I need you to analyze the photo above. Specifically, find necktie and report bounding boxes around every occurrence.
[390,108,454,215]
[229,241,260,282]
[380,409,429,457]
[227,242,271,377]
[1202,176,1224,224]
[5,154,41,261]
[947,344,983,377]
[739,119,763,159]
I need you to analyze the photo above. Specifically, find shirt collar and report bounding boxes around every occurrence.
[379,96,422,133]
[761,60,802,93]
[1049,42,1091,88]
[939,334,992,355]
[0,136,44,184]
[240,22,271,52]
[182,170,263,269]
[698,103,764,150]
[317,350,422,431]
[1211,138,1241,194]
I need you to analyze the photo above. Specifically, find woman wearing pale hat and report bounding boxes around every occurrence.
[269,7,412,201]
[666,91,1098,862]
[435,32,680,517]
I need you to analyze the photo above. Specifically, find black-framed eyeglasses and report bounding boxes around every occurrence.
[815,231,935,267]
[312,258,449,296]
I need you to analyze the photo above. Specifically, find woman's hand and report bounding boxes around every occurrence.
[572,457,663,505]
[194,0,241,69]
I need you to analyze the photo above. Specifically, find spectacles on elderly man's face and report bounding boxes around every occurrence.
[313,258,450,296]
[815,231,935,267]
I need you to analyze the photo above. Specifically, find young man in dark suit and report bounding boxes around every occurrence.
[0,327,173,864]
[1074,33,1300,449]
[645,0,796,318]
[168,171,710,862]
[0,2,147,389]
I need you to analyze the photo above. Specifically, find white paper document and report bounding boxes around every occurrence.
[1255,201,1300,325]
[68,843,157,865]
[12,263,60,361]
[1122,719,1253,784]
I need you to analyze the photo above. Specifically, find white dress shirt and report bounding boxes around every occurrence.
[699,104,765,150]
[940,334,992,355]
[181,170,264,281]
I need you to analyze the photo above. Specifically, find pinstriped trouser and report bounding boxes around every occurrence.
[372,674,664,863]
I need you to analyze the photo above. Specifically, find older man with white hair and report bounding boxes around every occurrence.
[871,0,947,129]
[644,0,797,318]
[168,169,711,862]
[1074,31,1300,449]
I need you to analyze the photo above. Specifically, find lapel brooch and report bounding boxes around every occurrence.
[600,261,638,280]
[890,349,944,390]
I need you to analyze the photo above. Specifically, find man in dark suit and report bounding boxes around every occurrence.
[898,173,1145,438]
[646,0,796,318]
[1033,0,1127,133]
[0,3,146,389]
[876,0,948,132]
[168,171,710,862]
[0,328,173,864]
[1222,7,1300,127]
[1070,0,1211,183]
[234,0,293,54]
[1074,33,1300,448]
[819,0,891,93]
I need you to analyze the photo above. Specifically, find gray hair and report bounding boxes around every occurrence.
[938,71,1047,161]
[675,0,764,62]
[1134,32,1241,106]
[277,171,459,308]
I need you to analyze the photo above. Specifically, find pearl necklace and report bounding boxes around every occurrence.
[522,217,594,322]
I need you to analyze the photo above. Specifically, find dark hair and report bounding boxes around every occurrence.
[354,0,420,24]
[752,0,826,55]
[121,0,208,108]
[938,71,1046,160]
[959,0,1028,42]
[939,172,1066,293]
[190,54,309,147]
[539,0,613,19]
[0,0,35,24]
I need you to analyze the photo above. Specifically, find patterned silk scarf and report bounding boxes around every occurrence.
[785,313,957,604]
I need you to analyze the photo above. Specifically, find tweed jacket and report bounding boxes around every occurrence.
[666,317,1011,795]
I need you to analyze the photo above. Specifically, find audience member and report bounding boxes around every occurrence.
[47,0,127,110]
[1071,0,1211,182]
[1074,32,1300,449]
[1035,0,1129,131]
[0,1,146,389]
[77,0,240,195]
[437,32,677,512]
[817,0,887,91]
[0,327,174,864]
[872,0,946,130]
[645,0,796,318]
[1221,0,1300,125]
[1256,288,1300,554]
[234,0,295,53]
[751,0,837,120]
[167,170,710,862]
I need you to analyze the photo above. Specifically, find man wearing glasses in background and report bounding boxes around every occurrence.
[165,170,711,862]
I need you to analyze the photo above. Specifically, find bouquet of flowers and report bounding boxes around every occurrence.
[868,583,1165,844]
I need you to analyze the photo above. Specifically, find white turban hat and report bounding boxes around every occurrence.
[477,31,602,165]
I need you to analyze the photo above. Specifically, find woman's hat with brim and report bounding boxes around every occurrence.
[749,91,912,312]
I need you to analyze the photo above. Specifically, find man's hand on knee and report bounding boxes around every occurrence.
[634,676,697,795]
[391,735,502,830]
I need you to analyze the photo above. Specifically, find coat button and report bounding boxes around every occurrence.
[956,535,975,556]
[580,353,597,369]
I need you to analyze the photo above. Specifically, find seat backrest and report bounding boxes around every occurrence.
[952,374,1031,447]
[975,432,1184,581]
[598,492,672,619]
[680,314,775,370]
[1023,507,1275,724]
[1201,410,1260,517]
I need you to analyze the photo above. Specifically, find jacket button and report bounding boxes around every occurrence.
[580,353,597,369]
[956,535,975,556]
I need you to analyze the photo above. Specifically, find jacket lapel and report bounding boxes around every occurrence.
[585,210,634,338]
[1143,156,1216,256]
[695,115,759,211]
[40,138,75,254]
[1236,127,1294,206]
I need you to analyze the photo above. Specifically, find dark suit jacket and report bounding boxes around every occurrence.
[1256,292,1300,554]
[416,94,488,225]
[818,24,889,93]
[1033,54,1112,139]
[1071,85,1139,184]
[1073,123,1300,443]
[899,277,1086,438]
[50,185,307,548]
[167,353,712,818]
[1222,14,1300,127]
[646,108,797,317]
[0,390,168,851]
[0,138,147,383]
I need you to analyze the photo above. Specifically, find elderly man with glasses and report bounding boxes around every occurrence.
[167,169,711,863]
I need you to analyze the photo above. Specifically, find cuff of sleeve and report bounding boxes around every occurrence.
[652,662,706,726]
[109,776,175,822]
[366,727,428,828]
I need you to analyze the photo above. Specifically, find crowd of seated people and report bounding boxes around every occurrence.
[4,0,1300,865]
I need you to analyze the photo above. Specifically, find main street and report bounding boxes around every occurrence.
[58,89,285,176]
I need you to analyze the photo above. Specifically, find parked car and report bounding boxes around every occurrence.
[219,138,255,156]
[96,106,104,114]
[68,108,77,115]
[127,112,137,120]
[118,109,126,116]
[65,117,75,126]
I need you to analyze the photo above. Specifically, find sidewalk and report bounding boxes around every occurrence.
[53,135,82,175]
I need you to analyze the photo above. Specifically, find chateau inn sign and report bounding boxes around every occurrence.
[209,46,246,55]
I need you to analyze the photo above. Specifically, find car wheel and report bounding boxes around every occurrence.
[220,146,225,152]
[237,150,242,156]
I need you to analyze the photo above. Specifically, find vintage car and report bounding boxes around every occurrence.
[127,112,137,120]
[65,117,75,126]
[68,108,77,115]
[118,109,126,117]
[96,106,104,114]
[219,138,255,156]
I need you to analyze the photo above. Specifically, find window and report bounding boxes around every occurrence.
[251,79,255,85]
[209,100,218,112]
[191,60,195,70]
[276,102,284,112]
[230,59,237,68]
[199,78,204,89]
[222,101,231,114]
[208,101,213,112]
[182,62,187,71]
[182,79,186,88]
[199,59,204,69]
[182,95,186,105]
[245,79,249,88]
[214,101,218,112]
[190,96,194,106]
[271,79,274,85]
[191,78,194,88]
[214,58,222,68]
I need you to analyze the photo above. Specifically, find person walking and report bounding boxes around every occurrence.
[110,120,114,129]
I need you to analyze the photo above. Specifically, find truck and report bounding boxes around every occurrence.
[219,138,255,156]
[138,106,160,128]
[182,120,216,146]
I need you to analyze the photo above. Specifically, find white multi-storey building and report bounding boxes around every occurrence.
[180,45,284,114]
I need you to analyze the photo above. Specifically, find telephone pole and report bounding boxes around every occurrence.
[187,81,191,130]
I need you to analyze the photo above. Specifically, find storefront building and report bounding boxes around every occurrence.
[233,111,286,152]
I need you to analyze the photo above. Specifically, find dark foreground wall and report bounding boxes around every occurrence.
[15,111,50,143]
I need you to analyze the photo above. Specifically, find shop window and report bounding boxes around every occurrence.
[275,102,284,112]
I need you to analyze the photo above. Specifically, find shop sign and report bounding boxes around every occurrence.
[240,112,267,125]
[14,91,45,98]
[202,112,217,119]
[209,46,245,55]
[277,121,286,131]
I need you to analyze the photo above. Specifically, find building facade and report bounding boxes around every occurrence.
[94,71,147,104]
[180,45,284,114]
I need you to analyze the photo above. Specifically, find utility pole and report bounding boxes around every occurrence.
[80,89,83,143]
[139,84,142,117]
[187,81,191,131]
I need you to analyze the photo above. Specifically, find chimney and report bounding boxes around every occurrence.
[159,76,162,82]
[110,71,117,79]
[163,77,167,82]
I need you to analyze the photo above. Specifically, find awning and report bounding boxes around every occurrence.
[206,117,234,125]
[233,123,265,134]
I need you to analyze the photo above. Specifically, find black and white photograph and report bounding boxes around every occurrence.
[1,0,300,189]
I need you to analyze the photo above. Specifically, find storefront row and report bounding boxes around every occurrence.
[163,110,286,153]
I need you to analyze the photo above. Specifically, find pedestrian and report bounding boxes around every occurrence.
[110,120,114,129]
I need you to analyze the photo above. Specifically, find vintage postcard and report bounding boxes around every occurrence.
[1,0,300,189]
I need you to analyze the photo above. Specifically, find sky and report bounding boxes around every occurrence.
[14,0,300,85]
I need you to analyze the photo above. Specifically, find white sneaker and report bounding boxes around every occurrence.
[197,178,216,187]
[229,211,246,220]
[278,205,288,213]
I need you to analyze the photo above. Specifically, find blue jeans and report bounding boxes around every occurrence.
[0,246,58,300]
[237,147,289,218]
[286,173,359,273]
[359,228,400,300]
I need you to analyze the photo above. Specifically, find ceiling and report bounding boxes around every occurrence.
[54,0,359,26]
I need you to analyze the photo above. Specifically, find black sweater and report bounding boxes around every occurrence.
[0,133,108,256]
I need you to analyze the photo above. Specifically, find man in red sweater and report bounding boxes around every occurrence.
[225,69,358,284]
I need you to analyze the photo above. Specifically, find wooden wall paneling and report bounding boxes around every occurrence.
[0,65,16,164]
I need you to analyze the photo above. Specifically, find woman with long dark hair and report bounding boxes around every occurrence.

* * * * * * * * *

# What is required
Output nothing but the lines from the one with "in red sweater" through the last line above, each exactly as it stands.

# Exercise result
I need you to analyze the photo above. Specifically, find man in red sweater and report bounding boxes around every occurrence.
[225,69,358,284]
I need you to analyze the photo above. Specifically, find wooden wall paneling and report bounding boxes around every occurrence.
[0,65,16,164]
I need you to analyze the photo above. Specifically, find woman with long dark hair and report bounding boxes around every occurrence.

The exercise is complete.